-- GIVEN PROBLEM --
Set down the material below in full, matching it exactly.

-- STORED DATA --
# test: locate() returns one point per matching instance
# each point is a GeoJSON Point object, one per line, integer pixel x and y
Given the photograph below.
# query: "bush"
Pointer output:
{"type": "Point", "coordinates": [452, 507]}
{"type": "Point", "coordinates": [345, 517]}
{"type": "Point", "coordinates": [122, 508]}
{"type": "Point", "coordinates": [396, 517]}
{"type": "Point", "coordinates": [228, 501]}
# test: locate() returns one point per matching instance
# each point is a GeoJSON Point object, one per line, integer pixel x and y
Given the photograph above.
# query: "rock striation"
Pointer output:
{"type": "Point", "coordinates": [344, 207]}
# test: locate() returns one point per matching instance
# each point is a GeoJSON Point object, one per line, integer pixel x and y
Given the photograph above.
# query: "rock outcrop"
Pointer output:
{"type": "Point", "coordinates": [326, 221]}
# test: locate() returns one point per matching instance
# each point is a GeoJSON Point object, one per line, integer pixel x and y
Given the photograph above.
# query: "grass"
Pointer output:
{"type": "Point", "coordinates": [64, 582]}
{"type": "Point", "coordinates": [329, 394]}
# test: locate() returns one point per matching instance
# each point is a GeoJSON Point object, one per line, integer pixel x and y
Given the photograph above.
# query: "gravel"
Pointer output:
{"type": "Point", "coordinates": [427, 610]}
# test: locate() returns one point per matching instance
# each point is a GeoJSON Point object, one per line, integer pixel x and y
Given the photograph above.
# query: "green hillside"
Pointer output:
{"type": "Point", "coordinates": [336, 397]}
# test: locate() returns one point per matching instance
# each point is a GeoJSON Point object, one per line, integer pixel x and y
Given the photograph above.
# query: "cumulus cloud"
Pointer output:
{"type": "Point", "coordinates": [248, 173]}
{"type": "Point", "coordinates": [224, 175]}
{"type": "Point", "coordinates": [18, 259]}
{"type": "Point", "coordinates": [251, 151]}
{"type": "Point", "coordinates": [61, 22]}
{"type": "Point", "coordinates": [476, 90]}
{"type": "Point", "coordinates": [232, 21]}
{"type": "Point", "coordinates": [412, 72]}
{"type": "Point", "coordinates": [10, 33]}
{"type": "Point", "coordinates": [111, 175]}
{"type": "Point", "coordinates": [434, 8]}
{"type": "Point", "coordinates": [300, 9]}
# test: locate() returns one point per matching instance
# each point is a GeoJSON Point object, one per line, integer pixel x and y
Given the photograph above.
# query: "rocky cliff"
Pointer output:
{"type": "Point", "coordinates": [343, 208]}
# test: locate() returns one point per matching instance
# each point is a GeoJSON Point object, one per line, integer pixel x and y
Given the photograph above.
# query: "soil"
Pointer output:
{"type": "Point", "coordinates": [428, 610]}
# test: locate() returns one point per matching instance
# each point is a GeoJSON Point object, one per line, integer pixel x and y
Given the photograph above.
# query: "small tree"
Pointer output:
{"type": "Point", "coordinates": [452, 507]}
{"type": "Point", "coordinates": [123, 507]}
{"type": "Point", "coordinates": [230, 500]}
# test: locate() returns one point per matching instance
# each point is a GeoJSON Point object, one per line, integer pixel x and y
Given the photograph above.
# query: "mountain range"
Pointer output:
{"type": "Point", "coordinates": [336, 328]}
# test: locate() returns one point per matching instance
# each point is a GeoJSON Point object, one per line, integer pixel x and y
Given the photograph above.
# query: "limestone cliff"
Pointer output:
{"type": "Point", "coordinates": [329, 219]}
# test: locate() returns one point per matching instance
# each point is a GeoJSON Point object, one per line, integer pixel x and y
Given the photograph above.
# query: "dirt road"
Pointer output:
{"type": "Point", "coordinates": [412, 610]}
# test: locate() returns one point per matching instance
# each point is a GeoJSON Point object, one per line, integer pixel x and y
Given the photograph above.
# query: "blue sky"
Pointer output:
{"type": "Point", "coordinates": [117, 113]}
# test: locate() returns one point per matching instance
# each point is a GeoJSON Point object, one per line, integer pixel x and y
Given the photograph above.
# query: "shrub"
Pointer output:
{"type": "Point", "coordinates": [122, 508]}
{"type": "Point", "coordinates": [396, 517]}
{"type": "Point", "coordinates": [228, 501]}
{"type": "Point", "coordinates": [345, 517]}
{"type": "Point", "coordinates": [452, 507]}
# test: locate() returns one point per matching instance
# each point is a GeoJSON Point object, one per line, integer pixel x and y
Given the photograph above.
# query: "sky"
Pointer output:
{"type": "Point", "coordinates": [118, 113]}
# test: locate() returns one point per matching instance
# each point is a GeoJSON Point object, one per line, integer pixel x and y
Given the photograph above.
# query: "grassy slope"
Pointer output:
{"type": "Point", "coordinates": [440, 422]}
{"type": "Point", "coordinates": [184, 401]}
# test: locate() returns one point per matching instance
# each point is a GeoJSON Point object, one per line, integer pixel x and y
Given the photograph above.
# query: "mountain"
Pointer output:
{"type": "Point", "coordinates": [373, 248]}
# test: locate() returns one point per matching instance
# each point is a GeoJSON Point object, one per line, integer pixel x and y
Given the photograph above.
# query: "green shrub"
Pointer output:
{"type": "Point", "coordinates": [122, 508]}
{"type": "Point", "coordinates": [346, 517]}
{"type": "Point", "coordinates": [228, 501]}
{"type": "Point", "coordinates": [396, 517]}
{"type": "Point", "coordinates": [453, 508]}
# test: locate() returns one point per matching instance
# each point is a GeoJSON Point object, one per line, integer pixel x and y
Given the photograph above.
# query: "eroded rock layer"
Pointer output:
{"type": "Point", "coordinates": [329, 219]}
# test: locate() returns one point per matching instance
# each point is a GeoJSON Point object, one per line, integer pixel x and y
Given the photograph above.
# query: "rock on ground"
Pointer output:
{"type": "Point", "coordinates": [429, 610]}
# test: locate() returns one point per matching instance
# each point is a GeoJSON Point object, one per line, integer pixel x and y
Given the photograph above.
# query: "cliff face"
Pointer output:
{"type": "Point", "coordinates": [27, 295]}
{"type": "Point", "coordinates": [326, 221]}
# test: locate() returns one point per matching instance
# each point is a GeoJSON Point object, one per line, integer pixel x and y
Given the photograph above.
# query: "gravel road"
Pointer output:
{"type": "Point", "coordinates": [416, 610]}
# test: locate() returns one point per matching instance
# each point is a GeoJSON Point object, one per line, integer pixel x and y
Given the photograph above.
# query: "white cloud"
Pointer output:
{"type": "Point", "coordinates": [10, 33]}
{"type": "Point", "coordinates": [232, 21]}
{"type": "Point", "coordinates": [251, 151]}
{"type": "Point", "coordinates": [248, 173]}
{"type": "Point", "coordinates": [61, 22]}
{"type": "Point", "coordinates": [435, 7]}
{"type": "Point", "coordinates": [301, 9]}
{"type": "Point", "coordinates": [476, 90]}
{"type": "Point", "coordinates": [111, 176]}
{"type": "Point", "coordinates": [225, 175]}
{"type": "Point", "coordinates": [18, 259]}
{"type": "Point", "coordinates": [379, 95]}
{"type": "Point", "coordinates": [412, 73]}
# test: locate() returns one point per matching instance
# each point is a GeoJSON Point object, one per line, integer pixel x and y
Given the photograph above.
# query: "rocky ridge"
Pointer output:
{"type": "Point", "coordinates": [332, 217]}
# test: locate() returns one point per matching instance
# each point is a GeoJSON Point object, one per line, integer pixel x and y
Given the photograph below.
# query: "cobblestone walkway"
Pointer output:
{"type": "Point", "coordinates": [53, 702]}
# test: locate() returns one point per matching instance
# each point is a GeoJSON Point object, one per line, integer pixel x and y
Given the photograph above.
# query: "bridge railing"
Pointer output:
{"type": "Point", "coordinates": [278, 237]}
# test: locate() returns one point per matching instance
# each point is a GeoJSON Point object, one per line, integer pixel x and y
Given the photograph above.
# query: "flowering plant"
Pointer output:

-- PROBLEM SOLUTION --
# test: locate() returns one point per matching instance
# each point is a GeoJSON Point object, one per line, integer pixel x and y
Given the photograph below.
# query: "bush"
Pointer output:
{"type": "Point", "coordinates": [452, 507]}
{"type": "Point", "coordinates": [345, 517]}
{"type": "Point", "coordinates": [122, 508]}
{"type": "Point", "coordinates": [396, 517]}
{"type": "Point", "coordinates": [228, 501]}
# test: locate() returns one point per matching instance
# each point is a GeoJSON Point object, one per line, integer pixel x and y
Given the photograph above.
# query: "rock striation"
Pointer output:
{"type": "Point", "coordinates": [344, 207]}
# test: locate() returns one point per matching instance
# each point is a GeoJSON Point object, one per line, integer pixel x and y
Given the photograph above.
# query: "rock outcrop"
Pointer output:
{"type": "Point", "coordinates": [326, 221]}
# test: locate() returns one point per matching instance
# each point is a GeoJSON Point object, one per line, integer pixel x and y
Given the photograph above.
# query: "grass"
Pointer output:
{"type": "Point", "coordinates": [64, 582]}
{"type": "Point", "coordinates": [329, 394]}
# test: locate() returns one point per matching instance
# each point is a GeoJSON Point object, one per line, integer pixel x and y
Given the photograph above.
# query: "gravel"
Pointer output:
{"type": "Point", "coordinates": [427, 610]}
# test: locate() returns one point per matching instance
# each point is a GeoJSON Point object, one per line, integer pixel x and y
Given the photograph above.
# query: "green hillside"
Pointer output:
{"type": "Point", "coordinates": [336, 397]}
# test: locate() returns one point per matching instance
# each point is a GeoJSON Point object, one per line, integer pixel x and y
Given the photograph above.
# query: "cumulus cloud"
Pointer output:
{"type": "Point", "coordinates": [248, 173]}
{"type": "Point", "coordinates": [224, 175]}
{"type": "Point", "coordinates": [18, 259]}
{"type": "Point", "coordinates": [251, 151]}
{"type": "Point", "coordinates": [61, 22]}
{"type": "Point", "coordinates": [476, 90]}
{"type": "Point", "coordinates": [232, 21]}
{"type": "Point", "coordinates": [412, 72]}
{"type": "Point", "coordinates": [10, 33]}
{"type": "Point", "coordinates": [111, 175]}
{"type": "Point", "coordinates": [434, 8]}
{"type": "Point", "coordinates": [300, 9]}
# test: locate() returns one point per matching instance
# each point is a GeoJSON Point object, one per line, integer pixel x and y
Given the photograph above.
# query: "rocky cliff"
Pointer output:
{"type": "Point", "coordinates": [343, 208]}
# test: locate() returns one point per matching instance
# each point is a GeoJSON Point object, one per line, integer pixel x and y
Given the photograph above.
# query: "soil"
Pointer output:
{"type": "Point", "coordinates": [428, 610]}
# test: locate() returns one point per matching instance
# each point is a GeoJSON Point object, one per line, integer pixel x and y
Given the photograph above.
# query: "small tree"
Pointer output:
{"type": "Point", "coordinates": [452, 507]}
{"type": "Point", "coordinates": [123, 507]}
{"type": "Point", "coordinates": [230, 500]}
# test: locate() returns one point per matching instance
# each point is a GeoJSON Point object, one per line, integer pixel x and y
Given the photograph above.
# query: "mountain range"
Pointer output:
{"type": "Point", "coordinates": [336, 328]}
# test: locate() returns one point per matching instance
# each point is a GeoJSON Point object, one per line, integer pixel x and y
Given the photograph above.
# query: "limestone cliff"
Pointer output:
{"type": "Point", "coordinates": [329, 219]}
# test: locate() returns one point per matching instance
# each point is a GeoJSON Point object, one per line, integer pixel x and y
Given the photograph above.
# query: "dirt road"
Pointer output:
{"type": "Point", "coordinates": [412, 610]}
# test: locate() returns one point per matching instance
# each point is a GeoJSON Point object, one per line, integer pixel x and y
Given the photograph above.
# query: "blue sky"
Pointer output:
{"type": "Point", "coordinates": [117, 113]}
# test: locate() returns one point per matching instance
# each point is a GeoJSON Point object, one per line, integer pixel x and y
Given the photograph above.
# query: "shrub"
Pointer output:
{"type": "Point", "coordinates": [122, 508]}
{"type": "Point", "coordinates": [396, 517]}
{"type": "Point", "coordinates": [228, 501]}
{"type": "Point", "coordinates": [345, 517]}
{"type": "Point", "coordinates": [452, 507]}
# test: locate() returns one point per matching instance
# each point is a GeoJSON Point object, one per line, integer pixel x and y
Given the photograph above.
# query: "sky"
Pointer output:
{"type": "Point", "coordinates": [118, 113]}
# test: locate() returns one point per matching instance
# each point is a GeoJSON Point object, one per line, integer pixel x and y
Given the photograph above.
# query: "grassy slope"
Pointer output:
{"type": "Point", "coordinates": [440, 422]}
{"type": "Point", "coordinates": [184, 401]}
# test: locate() returns one point per matching instance
# each point is a GeoJSON Point object, one per line, integer pixel x and y
Given the photograph above.
# query: "mountain"
Pointer output:
{"type": "Point", "coordinates": [373, 248]}
# test: locate() returns one point per matching instance
# each point is a GeoJSON Point object, one per line, integer pixel x and y
Given the photograph above.
# query: "green shrub"
Pointer output:
{"type": "Point", "coordinates": [122, 508]}
{"type": "Point", "coordinates": [346, 517]}
{"type": "Point", "coordinates": [228, 501]}
{"type": "Point", "coordinates": [396, 517]}
{"type": "Point", "coordinates": [453, 508]}
# test: locate() returns one point per matching instance
# each point is a GeoJSON Point object, one per line, integer pixel x and y
Given the photograph above.
# query: "eroded rock layer"
Pointer output:
{"type": "Point", "coordinates": [329, 219]}
# test: locate() returns one point per matching instance
# each point is a GeoJSON Point object, one per line, integer pixel x and y
Given the photograph above.
# query: "rock on ground"
Pointer output:
{"type": "Point", "coordinates": [429, 610]}
# test: locate() returns one point per matching instance
# each point is a GeoJSON Point object, one per line, integer pixel x and y
Given the photograph above.
# query: "cliff face"
Pointer output:
{"type": "Point", "coordinates": [27, 295]}
{"type": "Point", "coordinates": [326, 221]}
# test: locate() returns one point per matching instance
# each point is a GeoJSON Point object, one per line, integer pixel x and y
Given the photograph above.
# query: "gravel road"
Pointer output:
{"type": "Point", "coordinates": [416, 610]}
# test: locate() returns one point per matching instance
# each point is a GeoJSON Point object, one per line, integer pixel x and y
Given the photograph above.
# query: "white cloud"
Pointer output:
{"type": "Point", "coordinates": [10, 33]}
{"type": "Point", "coordinates": [232, 21]}
{"type": "Point", "coordinates": [251, 151]}
{"type": "Point", "coordinates": [248, 173]}
{"type": "Point", "coordinates": [61, 22]}
{"type": "Point", "coordinates": [435, 7]}
{"type": "Point", "coordinates": [301, 9]}
{"type": "Point", "coordinates": [476, 90]}
{"type": "Point", "coordinates": [111, 176]}
{"type": "Point", "coordinates": [225, 175]}
{"type": "Point", "coordinates": [18, 259]}
{"type": "Point", "coordinates": [379, 95]}
{"type": "Point", "coordinates": [412, 73]}
# test: locate() returns one point per matching instance
# each point is a GeoJSON Point object, one per line, integer pixel x and y
Given the photograph above.
# query: "rocky ridge"
Pointer output:
{"type": "Point", "coordinates": [332, 217]}
# test: locate() returns one point per matching instance
# each point is a GeoJSON Point object, one per line, integer pixel x and y
Given the photograph below.
# query: "cobblestone walkway"
Pointer output:
{"type": "Point", "coordinates": [53, 702]}
# test: locate() returns one point per matching instance
# each point is a GeoJSON Point object, one per line, integer pixel x and y
Given the photograph above.
# query: "bridge railing"
Pointer output:
{"type": "Point", "coordinates": [278, 237]}
# test: locate() returns one point per matching instance
# each point is a GeoJSON Point object, one per line, integer pixel x and y
Given the photograph above.
# query: "flowering plant"
Pointer output:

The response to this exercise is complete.